**** Exercise data ****
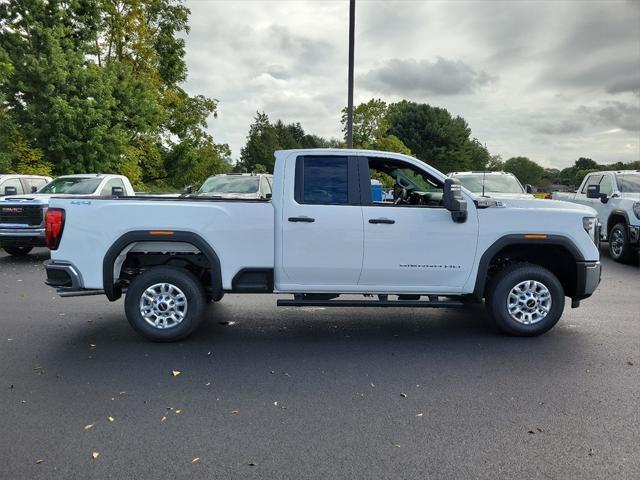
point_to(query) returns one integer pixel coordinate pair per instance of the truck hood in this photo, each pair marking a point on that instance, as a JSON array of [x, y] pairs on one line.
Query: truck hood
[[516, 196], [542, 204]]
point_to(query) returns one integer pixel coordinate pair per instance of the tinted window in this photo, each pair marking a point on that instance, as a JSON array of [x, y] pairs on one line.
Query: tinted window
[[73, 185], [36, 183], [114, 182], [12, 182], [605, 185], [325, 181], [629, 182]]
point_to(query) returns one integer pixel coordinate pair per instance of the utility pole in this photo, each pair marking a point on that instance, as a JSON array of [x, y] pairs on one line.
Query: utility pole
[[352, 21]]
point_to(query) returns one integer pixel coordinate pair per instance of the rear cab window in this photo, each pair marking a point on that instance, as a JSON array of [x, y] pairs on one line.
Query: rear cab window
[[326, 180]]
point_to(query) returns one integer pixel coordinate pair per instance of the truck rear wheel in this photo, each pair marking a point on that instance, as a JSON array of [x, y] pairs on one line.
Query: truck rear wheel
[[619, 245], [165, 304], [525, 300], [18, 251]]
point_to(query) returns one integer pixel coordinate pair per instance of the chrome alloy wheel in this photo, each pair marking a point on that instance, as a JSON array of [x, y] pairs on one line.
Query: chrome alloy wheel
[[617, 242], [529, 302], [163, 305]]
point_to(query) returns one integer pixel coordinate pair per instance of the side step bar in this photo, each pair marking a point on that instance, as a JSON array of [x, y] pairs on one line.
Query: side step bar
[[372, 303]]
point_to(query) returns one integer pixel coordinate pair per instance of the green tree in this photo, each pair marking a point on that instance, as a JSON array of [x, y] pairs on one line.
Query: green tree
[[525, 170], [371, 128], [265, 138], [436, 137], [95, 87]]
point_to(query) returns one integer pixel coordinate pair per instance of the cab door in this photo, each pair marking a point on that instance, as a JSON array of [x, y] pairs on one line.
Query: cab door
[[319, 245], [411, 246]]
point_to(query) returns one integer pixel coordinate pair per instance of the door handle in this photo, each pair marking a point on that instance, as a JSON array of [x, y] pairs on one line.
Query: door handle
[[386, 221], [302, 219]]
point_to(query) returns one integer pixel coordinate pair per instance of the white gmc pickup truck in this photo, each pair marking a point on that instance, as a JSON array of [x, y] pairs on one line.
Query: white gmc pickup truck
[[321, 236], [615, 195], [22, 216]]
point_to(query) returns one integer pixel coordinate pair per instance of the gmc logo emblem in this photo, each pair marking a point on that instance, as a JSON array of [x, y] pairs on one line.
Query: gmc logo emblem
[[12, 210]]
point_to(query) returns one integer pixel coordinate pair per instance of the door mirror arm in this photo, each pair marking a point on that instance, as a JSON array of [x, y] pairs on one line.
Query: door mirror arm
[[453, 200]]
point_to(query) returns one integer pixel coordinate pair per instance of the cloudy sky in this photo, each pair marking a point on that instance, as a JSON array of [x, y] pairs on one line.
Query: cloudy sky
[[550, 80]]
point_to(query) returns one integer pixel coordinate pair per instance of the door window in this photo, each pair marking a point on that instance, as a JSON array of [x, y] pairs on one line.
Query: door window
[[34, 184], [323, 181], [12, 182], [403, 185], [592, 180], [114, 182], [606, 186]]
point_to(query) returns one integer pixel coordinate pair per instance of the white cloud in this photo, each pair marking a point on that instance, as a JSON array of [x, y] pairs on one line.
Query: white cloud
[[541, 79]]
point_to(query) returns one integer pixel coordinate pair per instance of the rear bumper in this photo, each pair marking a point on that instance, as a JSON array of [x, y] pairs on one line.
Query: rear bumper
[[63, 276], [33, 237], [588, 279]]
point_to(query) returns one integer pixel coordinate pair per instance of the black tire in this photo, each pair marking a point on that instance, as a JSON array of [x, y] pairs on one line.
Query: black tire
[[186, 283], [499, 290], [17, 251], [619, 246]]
****
**** Exercise data ****
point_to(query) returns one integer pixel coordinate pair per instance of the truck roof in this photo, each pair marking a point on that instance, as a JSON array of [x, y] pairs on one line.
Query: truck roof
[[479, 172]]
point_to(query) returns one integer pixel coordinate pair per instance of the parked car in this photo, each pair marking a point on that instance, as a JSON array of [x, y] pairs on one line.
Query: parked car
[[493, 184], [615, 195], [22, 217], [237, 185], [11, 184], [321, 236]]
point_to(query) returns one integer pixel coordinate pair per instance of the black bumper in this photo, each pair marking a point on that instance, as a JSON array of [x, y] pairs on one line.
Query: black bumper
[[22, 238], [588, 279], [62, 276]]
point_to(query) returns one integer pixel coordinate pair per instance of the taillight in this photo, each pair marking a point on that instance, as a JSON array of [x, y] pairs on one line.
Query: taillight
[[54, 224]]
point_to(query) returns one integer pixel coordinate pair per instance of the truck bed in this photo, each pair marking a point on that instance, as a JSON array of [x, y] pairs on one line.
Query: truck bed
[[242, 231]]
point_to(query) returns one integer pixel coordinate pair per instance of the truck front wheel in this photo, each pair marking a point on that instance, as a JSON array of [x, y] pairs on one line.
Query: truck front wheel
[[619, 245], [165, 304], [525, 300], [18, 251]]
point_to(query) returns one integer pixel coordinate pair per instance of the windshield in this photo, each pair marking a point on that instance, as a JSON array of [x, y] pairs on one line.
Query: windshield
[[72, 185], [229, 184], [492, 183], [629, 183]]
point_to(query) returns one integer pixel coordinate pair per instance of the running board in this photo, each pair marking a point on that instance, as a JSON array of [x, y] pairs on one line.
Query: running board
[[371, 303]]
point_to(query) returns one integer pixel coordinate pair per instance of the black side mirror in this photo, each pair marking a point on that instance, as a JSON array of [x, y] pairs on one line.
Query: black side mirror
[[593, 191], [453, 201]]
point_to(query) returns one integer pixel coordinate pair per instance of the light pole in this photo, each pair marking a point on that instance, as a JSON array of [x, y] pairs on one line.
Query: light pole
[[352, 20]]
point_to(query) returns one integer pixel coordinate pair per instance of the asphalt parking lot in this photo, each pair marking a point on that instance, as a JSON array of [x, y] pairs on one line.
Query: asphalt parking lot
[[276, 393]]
****
* **Task goal**
Copy out verbatim the lines above that begin with the one containing "the truck hood" and end with the one containing "[[326, 180]]", including both of those lines.

* **Result**
point_to(query) returns one integer pixel coordinate pair per instance of the truck hood in this photo, each pair marking a point on that instance, as a JSON array of [x, y] pairs on one line.
Query: truck hood
[[516, 196], [542, 204]]
point_to(query) returns one integer pixel coordinate pair per instance of the tinted window in this photo, each pair marking a point on that instance, as a JSON array of [x, y] pairs on one line.
Query: tinted window
[[73, 185], [36, 183], [114, 182], [12, 182], [605, 185], [325, 181], [629, 182]]
point_to(query) returns one integer pixel coordinate pair per instance of the utility pole in this photo, each pair marking a point on that instance, as a JSON array of [x, y] pairs on one line.
Query: utility pole
[[352, 21]]
point_to(query) returns one integer pixel coordinate pair per instance of the rear cab window in this photo, each pair marking a point on that instance, as a JSON array of [x, y] pairs on one line.
Query: rear cab window
[[326, 180]]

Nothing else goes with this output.